**Given request**.
Begin at the line containing "ROI snowy slope" and copy exactly through the last line of the listing, skipping every picture.

**Given entries**.
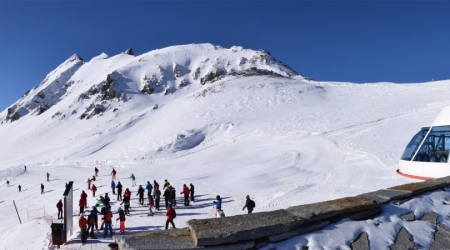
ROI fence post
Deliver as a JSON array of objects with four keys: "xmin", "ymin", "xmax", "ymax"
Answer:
[{"xmin": 13, "ymin": 200, "xmax": 22, "ymax": 224}]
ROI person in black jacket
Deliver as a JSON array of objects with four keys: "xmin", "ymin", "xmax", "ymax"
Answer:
[
  {"xmin": 189, "ymin": 183, "xmax": 194, "ymax": 201},
  {"xmin": 153, "ymin": 187, "xmax": 161, "ymax": 211},
  {"xmin": 170, "ymin": 186, "xmax": 177, "ymax": 207},
  {"xmin": 116, "ymin": 181, "xmax": 122, "ymax": 201},
  {"xmin": 164, "ymin": 186, "xmax": 170, "ymax": 209},
  {"xmin": 242, "ymin": 195, "xmax": 255, "ymax": 214},
  {"xmin": 136, "ymin": 185, "xmax": 145, "ymax": 206},
  {"xmin": 116, "ymin": 207, "xmax": 125, "ymax": 233}
]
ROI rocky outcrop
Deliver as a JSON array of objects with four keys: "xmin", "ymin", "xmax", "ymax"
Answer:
[
  {"xmin": 173, "ymin": 63, "xmax": 183, "ymax": 77},
  {"xmin": 100, "ymin": 74, "xmax": 116, "ymax": 101},
  {"xmin": 123, "ymin": 48, "xmax": 134, "ymax": 56}
]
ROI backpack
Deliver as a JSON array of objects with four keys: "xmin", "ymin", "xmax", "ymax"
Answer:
[
  {"xmin": 89, "ymin": 214, "xmax": 95, "ymax": 224},
  {"xmin": 172, "ymin": 209, "xmax": 177, "ymax": 219}
]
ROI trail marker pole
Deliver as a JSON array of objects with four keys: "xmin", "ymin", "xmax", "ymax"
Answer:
[{"xmin": 13, "ymin": 200, "xmax": 22, "ymax": 224}]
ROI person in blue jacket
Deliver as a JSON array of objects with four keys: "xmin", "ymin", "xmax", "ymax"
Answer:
[
  {"xmin": 214, "ymin": 195, "xmax": 222, "ymax": 218},
  {"xmin": 145, "ymin": 181, "xmax": 153, "ymax": 195},
  {"xmin": 111, "ymin": 180, "xmax": 116, "ymax": 194}
]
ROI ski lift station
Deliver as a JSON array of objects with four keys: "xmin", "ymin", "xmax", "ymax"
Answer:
[{"xmin": 397, "ymin": 107, "xmax": 450, "ymax": 180}]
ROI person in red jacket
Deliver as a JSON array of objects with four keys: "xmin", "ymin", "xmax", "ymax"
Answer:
[
  {"xmin": 181, "ymin": 184, "xmax": 190, "ymax": 206},
  {"xmin": 78, "ymin": 198, "xmax": 86, "ymax": 215},
  {"xmin": 56, "ymin": 200, "xmax": 62, "ymax": 219},
  {"xmin": 123, "ymin": 188, "xmax": 131, "ymax": 199},
  {"xmin": 166, "ymin": 204, "xmax": 176, "ymax": 229},
  {"xmin": 78, "ymin": 215, "xmax": 87, "ymax": 245},
  {"xmin": 92, "ymin": 184, "xmax": 97, "ymax": 197},
  {"xmin": 80, "ymin": 190, "xmax": 87, "ymax": 208}
]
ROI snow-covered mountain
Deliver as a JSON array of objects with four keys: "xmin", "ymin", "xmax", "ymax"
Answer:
[
  {"xmin": 0, "ymin": 44, "xmax": 301, "ymax": 167},
  {"xmin": 4, "ymin": 44, "xmax": 450, "ymax": 249}
]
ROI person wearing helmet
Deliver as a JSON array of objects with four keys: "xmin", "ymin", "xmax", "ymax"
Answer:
[
  {"xmin": 213, "ymin": 195, "xmax": 222, "ymax": 218},
  {"xmin": 242, "ymin": 195, "xmax": 255, "ymax": 214},
  {"xmin": 56, "ymin": 199, "xmax": 63, "ymax": 219},
  {"xmin": 116, "ymin": 207, "xmax": 125, "ymax": 233}
]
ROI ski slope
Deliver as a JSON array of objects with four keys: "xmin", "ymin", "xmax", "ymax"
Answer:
[{"xmin": 0, "ymin": 45, "xmax": 450, "ymax": 249}]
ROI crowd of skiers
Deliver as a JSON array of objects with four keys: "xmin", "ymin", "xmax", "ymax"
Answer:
[{"xmin": 6, "ymin": 167, "xmax": 255, "ymax": 243}]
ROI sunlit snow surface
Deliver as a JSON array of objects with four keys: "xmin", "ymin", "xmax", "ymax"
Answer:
[{"xmin": 0, "ymin": 44, "xmax": 450, "ymax": 249}]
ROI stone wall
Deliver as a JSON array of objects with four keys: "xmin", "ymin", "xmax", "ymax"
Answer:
[{"xmin": 114, "ymin": 176, "xmax": 450, "ymax": 250}]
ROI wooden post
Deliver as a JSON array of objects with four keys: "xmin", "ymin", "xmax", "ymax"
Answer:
[{"xmin": 13, "ymin": 200, "xmax": 22, "ymax": 224}]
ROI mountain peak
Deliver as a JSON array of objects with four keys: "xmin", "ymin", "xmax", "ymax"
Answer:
[{"xmin": 124, "ymin": 48, "xmax": 134, "ymax": 56}]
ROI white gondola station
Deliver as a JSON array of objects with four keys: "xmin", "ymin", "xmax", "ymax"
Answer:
[{"xmin": 397, "ymin": 107, "xmax": 450, "ymax": 180}]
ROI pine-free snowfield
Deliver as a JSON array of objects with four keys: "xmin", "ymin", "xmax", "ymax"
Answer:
[{"xmin": 0, "ymin": 74, "xmax": 450, "ymax": 249}]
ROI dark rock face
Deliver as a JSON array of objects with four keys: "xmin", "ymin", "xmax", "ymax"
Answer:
[
  {"xmin": 173, "ymin": 64, "xmax": 183, "ymax": 77},
  {"xmin": 37, "ymin": 104, "xmax": 48, "ymax": 115},
  {"xmin": 390, "ymin": 227, "xmax": 417, "ymax": 250},
  {"xmin": 124, "ymin": 48, "xmax": 134, "ymax": 56},
  {"xmin": 38, "ymin": 91, "xmax": 45, "ymax": 99},
  {"xmin": 350, "ymin": 232, "xmax": 370, "ymax": 250},
  {"xmin": 141, "ymin": 85, "xmax": 155, "ymax": 95},
  {"xmin": 100, "ymin": 74, "xmax": 116, "ymax": 101}
]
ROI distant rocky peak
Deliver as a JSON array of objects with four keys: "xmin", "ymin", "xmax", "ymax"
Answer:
[
  {"xmin": 67, "ymin": 54, "xmax": 83, "ymax": 62},
  {"xmin": 124, "ymin": 48, "xmax": 134, "ymax": 56}
]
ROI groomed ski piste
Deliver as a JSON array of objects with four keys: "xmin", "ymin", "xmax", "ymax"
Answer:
[{"xmin": 0, "ymin": 44, "xmax": 450, "ymax": 249}]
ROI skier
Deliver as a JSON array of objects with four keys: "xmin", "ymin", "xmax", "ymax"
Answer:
[
  {"xmin": 105, "ymin": 193, "xmax": 110, "ymax": 206},
  {"xmin": 120, "ymin": 196, "xmax": 130, "ymax": 215},
  {"xmin": 123, "ymin": 188, "xmax": 131, "ymax": 199},
  {"xmin": 56, "ymin": 199, "xmax": 63, "ymax": 219},
  {"xmin": 111, "ymin": 180, "xmax": 116, "ymax": 194},
  {"xmin": 130, "ymin": 174, "xmax": 136, "ymax": 187},
  {"xmin": 86, "ymin": 210, "xmax": 96, "ymax": 238},
  {"xmin": 95, "ymin": 195, "xmax": 106, "ymax": 207},
  {"xmin": 189, "ymin": 183, "xmax": 194, "ymax": 202},
  {"xmin": 116, "ymin": 207, "xmax": 126, "ymax": 233},
  {"xmin": 213, "ymin": 195, "xmax": 222, "ymax": 218},
  {"xmin": 136, "ymin": 185, "xmax": 145, "ymax": 206},
  {"xmin": 180, "ymin": 184, "xmax": 190, "ymax": 207},
  {"xmin": 91, "ymin": 184, "xmax": 97, "ymax": 197},
  {"xmin": 170, "ymin": 186, "xmax": 177, "ymax": 208},
  {"xmin": 153, "ymin": 186, "xmax": 161, "ymax": 211},
  {"xmin": 242, "ymin": 195, "xmax": 255, "ymax": 214},
  {"xmin": 80, "ymin": 190, "xmax": 87, "ymax": 206},
  {"xmin": 103, "ymin": 208, "xmax": 113, "ymax": 238},
  {"xmin": 166, "ymin": 204, "xmax": 176, "ymax": 229},
  {"xmin": 145, "ymin": 181, "xmax": 153, "ymax": 195},
  {"xmin": 78, "ymin": 215, "xmax": 87, "ymax": 245},
  {"xmin": 163, "ymin": 186, "xmax": 170, "ymax": 209},
  {"xmin": 78, "ymin": 198, "xmax": 86, "ymax": 215},
  {"xmin": 91, "ymin": 206, "xmax": 101, "ymax": 233},
  {"xmin": 111, "ymin": 168, "xmax": 116, "ymax": 180},
  {"xmin": 147, "ymin": 193, "xmax": 155, "ymax": 216},
  {"xmin": 116, "ymin": 181, "xmax": 122, "ymax": 201}
]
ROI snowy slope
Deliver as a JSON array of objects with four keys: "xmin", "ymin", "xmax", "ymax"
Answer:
[{"xmin": 0, "ymin": 44, "xmax": 450, "ymax": 249}]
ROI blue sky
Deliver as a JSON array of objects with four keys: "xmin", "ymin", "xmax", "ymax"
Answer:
[{"xmin": 0, "ymin": 1, "xmax": 450, "ymax": 110}]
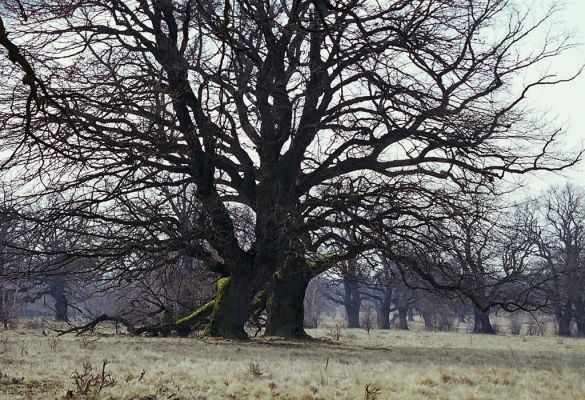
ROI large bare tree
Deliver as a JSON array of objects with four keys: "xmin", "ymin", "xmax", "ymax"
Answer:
[{"xmin": 0, "ymin": 0, "xmax": 578, "ymax": 338}]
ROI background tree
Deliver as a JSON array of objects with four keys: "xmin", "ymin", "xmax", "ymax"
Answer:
[
  {"xmin": 0, "ymin": 0, "xmax": 576, "ymax": 338},
  {"xmin": 535, "ymin": 185, "xmax": 585, "ymax": 336}
]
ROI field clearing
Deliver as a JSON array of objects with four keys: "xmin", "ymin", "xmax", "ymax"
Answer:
[{"xmin": 0, "ymin": 329, "xmax": 585, "ymax": 400}]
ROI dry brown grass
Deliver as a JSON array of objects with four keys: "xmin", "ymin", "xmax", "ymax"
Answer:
[{"xmin": 0, "ymin": 329, "xmax": 585, "ymax": 400}]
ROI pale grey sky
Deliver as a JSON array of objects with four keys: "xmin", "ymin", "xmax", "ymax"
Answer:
[{"xmin": 529, "ymin": 0, "xmax": 585, "ymax": 191}]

**Written solution**.
ROI snowy slope
Deliver as a JSON array of objects with four keys: "xmin", "ymin", "xmax", "ymax"
Answer:
[{"xmin": 0, "ymin": 44, "xmax": 450, "ymax": 249}]
ROI blue sky
Deliver as a JSON array of objects with four keys: "xmin", "ymin", "xmax", "ymax"
Answer:
[{"xmin": 0, "ymin": 1, "xmax": 450, "ymax": 110}]
ROI large bare tree
Deliver as a JSON array of objects with four keys: "xmin", "ymin", "xmax", "ymax"
Answer:
[{"xmin": 0, "ymin": 0, "xmax": 578, "ymax": 338}]
ROI background tree
Deliver as a JSON array of objects with four keys: "xmin", "ymin", "xmax", "ymax"
Answer:
[
  {"xmin": 0, "ymin": 0, "xmax": 576, "ymax": 338},
  {"xmin": 535, "ymin": 185, "xmax": 585, "ymax": 336}
]
ROI field clearing
Deliver as a JSON array of objects with four keys: "xmin", "ymin", "xmax", "ymax"
Answer:
[{"xmin": 0, "ymin": 329, "xmax": 585, "ymax": 400}]
ROI dry brown grass
Deliver as a JSON array of objects with four keys: "xmin", "ymin", "xmax", "ymax"
Answer:
[{"xmin": 0, "ymin": 329, "xmax": 585, "ymax": 400}]
ROI pale grey sky
Deliver as a JSON array of objects with four keys: "xmin", "ymin", "xmax", "ymax"
Answer:
[{"xmin": 529, "ymin": 0, "xmax": 585, "ymax": 191}]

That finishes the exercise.